Consignes:
1. D'après l'extrait sur le raccordement au réseau, à quelle date la société ENEDIS a-t-elle transmis à Mme L. les deux projets de conventions de servitude ?
2. Recopiez à l'identique les entrées, depuis la première jusqu'à la ligne contenant « [595, 372, 715, 712] », celle-ci comprise.

Extrait fourni:
----

Historique des versions

Version 1

Le comité de règlement des différends et des sanctions est saisi des faits suivants.

Le 9 août 2018, Mme L. a accepté la proposition de la société ENEDIS pour la réalisation de travaux de raccordement au réseau de distribution d'électricité d'une parcelle dont elle est propriétaire sur la commune de F.

Afin de procéder aux travaux de raccordement envisagés, la société ENEDIS a transmis le 5 octobre 2018 à Mme L. deux projets de conventions de servitude visant à fixer les obligations réciproques des parties au titre des installations électriques qui seront situées sur la parcelle concernée. Mme L. a refusé de donner son accord à ces deux projets.

Vu la procédure suivante :

Par un courrier et deux courriels enregistrés les 12 et 15 mai 2019, Mme L. doit être regardée comme demandant au comité de règlement des différends et des sanctions de la commission de régulation de l'énergie de se prononcer sur le bien-fondé des projets de conventions de servitude présentés par la société ENEDIS.

----

Enregistrements d'un jeu de données:

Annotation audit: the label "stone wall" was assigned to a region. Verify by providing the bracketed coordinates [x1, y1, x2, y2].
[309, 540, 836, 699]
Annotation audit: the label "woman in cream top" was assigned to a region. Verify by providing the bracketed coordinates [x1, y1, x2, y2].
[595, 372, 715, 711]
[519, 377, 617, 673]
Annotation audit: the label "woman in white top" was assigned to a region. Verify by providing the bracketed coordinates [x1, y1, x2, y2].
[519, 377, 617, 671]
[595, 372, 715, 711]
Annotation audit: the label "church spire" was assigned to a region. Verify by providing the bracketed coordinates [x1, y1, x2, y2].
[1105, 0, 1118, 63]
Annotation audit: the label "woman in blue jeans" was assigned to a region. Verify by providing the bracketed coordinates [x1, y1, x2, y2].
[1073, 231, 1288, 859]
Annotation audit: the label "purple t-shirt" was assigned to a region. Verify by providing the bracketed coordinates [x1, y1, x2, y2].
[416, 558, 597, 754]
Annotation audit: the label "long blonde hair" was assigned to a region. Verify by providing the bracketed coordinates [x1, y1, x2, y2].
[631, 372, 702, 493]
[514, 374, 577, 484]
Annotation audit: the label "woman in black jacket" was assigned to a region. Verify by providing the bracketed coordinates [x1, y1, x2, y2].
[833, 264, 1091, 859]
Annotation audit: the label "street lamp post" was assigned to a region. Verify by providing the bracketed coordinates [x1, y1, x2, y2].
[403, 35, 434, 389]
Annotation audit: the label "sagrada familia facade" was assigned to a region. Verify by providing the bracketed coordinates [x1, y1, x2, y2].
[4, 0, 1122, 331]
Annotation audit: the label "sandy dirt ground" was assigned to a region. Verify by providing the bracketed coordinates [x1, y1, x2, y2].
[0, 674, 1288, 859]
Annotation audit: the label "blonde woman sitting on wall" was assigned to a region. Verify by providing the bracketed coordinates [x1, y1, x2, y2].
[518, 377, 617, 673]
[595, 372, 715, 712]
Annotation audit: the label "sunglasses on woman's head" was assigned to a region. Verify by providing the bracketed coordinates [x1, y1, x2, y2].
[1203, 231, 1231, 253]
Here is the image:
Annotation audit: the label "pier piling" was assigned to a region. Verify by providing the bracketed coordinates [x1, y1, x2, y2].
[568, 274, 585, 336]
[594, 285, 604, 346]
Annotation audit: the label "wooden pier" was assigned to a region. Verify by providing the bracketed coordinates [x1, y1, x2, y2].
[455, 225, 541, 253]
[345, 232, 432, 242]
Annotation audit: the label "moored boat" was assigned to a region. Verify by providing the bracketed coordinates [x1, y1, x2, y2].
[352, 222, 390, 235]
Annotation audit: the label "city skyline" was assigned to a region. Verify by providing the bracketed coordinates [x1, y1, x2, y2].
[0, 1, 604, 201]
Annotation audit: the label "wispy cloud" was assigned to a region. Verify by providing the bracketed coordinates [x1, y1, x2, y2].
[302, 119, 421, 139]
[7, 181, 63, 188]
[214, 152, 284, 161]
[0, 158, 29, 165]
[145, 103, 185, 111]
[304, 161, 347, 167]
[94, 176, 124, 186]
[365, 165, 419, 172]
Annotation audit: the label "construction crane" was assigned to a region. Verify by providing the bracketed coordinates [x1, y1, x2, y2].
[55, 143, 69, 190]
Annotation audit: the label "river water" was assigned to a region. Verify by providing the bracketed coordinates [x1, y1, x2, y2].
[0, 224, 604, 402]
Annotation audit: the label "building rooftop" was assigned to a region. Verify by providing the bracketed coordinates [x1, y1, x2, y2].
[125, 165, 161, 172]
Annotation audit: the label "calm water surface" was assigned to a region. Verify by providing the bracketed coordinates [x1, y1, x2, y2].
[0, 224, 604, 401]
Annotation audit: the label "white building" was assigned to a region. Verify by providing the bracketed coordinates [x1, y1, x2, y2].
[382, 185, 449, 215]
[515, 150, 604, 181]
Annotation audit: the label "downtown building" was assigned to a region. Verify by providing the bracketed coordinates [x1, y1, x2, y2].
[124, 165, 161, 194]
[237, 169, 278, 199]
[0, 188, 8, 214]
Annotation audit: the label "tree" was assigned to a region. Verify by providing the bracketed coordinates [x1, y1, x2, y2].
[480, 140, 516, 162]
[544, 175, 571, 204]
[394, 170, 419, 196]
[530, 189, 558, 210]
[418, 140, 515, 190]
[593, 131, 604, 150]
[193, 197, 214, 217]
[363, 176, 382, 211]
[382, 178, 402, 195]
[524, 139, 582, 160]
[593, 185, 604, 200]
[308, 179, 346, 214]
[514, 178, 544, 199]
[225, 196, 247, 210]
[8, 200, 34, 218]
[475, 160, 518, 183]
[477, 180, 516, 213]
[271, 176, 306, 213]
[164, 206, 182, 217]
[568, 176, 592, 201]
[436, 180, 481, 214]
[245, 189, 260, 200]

----

Résultats:
1. Le 5 octobre 2018.

2.
Annotation audit: the label "stone wall" was assigned to a region. Verify by providing the bracketed coordinates [x1, y1, x2, y2].
[309, 540, 836, 699]
Annotation audit: the label "woman in cream top" was assigned to a region. Verify by providing the bracketed coordinates [x1, y1, x2, y2].
[595, 372, 715, 711]
[519, 377, 617, 673]
Annotation audit: the label "woman in white top" was assigned to a region. Verify by providing the bracketed coordinates [x1, y1, x2, y2].
[519, 377, 617, 671]
[595, 372, 715, 711]
Annotation audit: the label "church spire" was assigned to a region. Verify by providing the bracketed coordinates [x1, y1, x2, y2].
[1105, 0, 1118, 63]
Annotation audit: the label "woman in blue jeans" was assigned to a region. Verify by providing the bracketed coordinates [x1, y1, x2, y2].
[1073, 231, 1288, 859]
Annotation audit: the label "purple t-shirt" was assigned to a region. Verify by providing the bracketed coordinates [x1, y1, x2, y2].
[416, 558, 597, 754]
Annotation audit: the label "long blonde hair" was assigned to a region. Verify by providing the bracketed coordinates [x1, y1, x2, y2].
[631, 372, 702, 493]
[514, 374, 577, 484]
Annotation audit: the label "woman in black jacket" was assigned to a region. Verify by providing the bracketed coordinates [x1, y1, x2, y2].
[833, 264, 1091, 859]
Annotation audit: the label "street lamp post" was assigned to a region. Verify by providing the bracketed coordinates [x1, y1, x2, y2].
[403, 35, 434, 389]
Annotation audit: the label "sagrada familia facade" was assigned to a region. Verify by providing the bracketed coordinates [x1, y1, x2, y2].
[4, 0, 1122, 331]
Annotation audit: the label "sandy dirt ground" was assigned to a region. Verify by providing the bracketed coordinates [x1, y1, x2, y2].
[0, 674, 1288, 859]
Annotation audit: the label "blonde woman sitting on wall" was assigned to a region. Verify by providing the bracketed coordinates [x1, y1, x2, y2].
[518, 377, 617, 673]
[595, 372, 715, 712]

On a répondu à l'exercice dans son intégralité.